BEGIN Listed entries
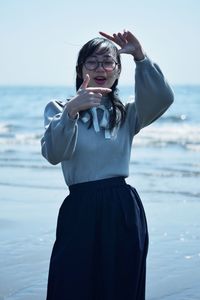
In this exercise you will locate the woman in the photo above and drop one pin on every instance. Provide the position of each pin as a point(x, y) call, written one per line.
point(102, 238)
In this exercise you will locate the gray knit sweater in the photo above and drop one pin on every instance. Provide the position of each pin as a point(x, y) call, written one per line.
point(86, 155)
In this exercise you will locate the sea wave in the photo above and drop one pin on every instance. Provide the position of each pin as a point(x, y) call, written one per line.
point(186, 136)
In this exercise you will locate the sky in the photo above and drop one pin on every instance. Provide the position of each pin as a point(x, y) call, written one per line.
point(40, 39)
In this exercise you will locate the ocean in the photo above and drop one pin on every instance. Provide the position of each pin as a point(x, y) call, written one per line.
point(168, 148)
point(164, 167)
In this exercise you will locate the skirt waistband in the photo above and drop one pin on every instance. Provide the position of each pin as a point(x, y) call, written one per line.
point(101, 183)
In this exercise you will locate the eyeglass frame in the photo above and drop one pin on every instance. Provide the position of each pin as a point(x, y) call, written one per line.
point(101, 63)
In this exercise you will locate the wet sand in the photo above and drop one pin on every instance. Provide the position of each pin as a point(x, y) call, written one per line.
point(27, 231)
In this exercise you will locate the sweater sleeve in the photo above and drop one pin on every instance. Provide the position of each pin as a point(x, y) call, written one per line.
point(153, 95)
point(59, 140)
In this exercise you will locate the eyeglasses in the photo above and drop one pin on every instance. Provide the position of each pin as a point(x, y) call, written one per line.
point(107, 64)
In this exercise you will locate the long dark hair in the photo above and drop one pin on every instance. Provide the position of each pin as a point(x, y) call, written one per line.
point(118, 110)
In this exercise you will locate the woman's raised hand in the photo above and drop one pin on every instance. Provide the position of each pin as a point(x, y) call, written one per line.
point(86, 97)
point(128, 42)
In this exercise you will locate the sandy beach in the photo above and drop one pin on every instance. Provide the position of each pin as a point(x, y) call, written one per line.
point(28, 222)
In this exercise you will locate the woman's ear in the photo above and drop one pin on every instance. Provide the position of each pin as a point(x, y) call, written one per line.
point(79, 72)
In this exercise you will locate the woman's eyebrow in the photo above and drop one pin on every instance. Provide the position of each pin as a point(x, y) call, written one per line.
point(103, 55)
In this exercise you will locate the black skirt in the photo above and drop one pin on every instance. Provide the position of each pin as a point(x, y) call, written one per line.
point(101, 244)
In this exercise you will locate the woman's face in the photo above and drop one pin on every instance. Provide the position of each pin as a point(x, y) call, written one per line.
point(102, 68)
END Listed entries
--- What to do ---
The output should be exactly the lines from the one containing "In this exercise you will locate the woman's ear" to the final line of the listing above, inclusive.

--- Output of the exercise ---
In this exercise you will locate the woman's ear in the photo above and drop one pin on every instance. Provide the position of each pin as a point(x, y) call, written one per line.
point(79, 72)
In this exercise you will locate the woman's eyebrow in the photo above and drop one pin on every instance. Provide the position of each pin as a point(x, y) call, written one per line.
point(103, 55)
In this exercise you will locate the black skirt in the photo above and drop one pin on every instance. Provide the position of each pin as a point(x, y) call, written one per line.
point(101, 244)
In this exercise you will locate the woman's face in the photo above and drop one pin on every instance. Provide the position of each pin as a point(x, y) call, written one per line.
point(102, 68)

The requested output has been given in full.